Guidobono Bartolomeo

Bartolomeo Guidobono (Savona 1654 – Torino 1709)

Il percorso artistico di Bartolomeo Guidobono, conosciuto all’epoca come il frate di Savona, rivela come egli sia aggiornato perfettamente sulla pittura contemporanea grazie ai viaggi compiuti in particolare a Parma, Venezia e Bologna oltre che a Genova dove esercita un periodo di studio nella bottega di Domenico Piola. Subisce l’influenza anche di Valerio Castello, il quale a sua volta avverte la vicinanza con la pittura di area lombardo emiliana ed in particolare di Giulio Cesare Procaccini, presente con una Ultima cena, dipinto di grande dimensioni posto nella chiesa della Annunziata a Genova dal secondo decennio del Seicento.

Come artista si forma nella bottega del padre in qualità di decoratore di ceramiche. Attività che sicuramente forma la mano, la velocità di esecuzione ed una tecnica sopraffina. Come ceramista è attivo anche successivamente in carriera, tanto da eseguire meravigliosi capolavori come i piatti reali di grandi dimensioni ascrivibili al pieno Barocco.

In pittura cerca inizialmente di distinguersi dal mentore genovese per giungere ad una modalità caratterizzata da una forte morbidezza e sinuosità delle forme. Addirittura in certi lavori precorre il Rococò con una grande attenzione per le decorazioni accessorie.

◆ **Materiale fornito**
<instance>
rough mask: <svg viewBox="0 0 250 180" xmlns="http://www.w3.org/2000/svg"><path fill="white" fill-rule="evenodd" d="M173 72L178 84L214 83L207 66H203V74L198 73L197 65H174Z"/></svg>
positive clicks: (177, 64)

◆ **Domande**
1. Secondo il brano su Bartolomeo Guidobono, nella bottega di quale pittore egli studia per un periodo a Genova?
2. Per favore, prosegui il brano su Bartolomeo Guidobono dopo la sua ultima frase.
Le righe non hanno alcun legame con il brano su Bartolomeo Guidobono.

◆ **Risultati**
1. Nella bottega di Domenico Piola.

2.
Importante infine è l’influenza della pittura luministica, con la tela trattata con un fondo scuro omogeneo da cui si stagliano i personaggi principali. Le scene sono accompagnate da brani marginali di nature morte di grande qualità che in altri casi sono inserite invece con assoluta rilevanza all’interno della costruzione formale. Per quanto sopra sicuramente la lezione post caravaggesca mediata in senso lombardo e le reminiscenze della pittura fiamminga entrano a pieno titolo nel repertorio di Bartolomeo.

Le sette tele con le Storie di San Innocenzo presenti nel duomo della vicina Tortona e quelle presenti al Santuario della Madonna del Passoscio nel comune di Pigna nell’estremo ponente ligure oggi dispersa ed Il Sant’Antonio Abate nella chiesa di Sant’Antonio a Dolceacqua, possono rappresentare per l’artista una ottima base di meditazione proprio per quello stile che risente della pittura luministica da una parte e l’attenzione per i particolari di quella fiamminga dall’altra. Le opere sono tutte di un grande pittore, oggi disconosciuto,  nato ad Alessandria nel 1587 e morto a Torino in un anno successivo al 1635, Giuseppe Vermiglio.

Bartolomeo Guidobono nasce a Savona nel 1654 da Giovanni Antonio, di professione decoratore di ceramiche e da Geronima Croce. Il certificato di battesimo attesta la celebrazione del sacramento presso la chiesa di San Giovanni Battista.

All’età di venti anni nel 1674 entra in seminario fino al 1679 e quindi prende i voti per cui al tempo acquisisce il soprannome de il prete di Savona.

Sicuramente è avviato piuttosto precocemente al lavoro come decoratore di ceramiche presso la bottega del padre ed inoltre alcune fonti più tarde lo citano come artista molto apprezzato nel difficile mondo dell’arte figulina in Savona.

Ben presto Bartolomeo si dedica all’attività di pittore sia come frescante che come artista da studio.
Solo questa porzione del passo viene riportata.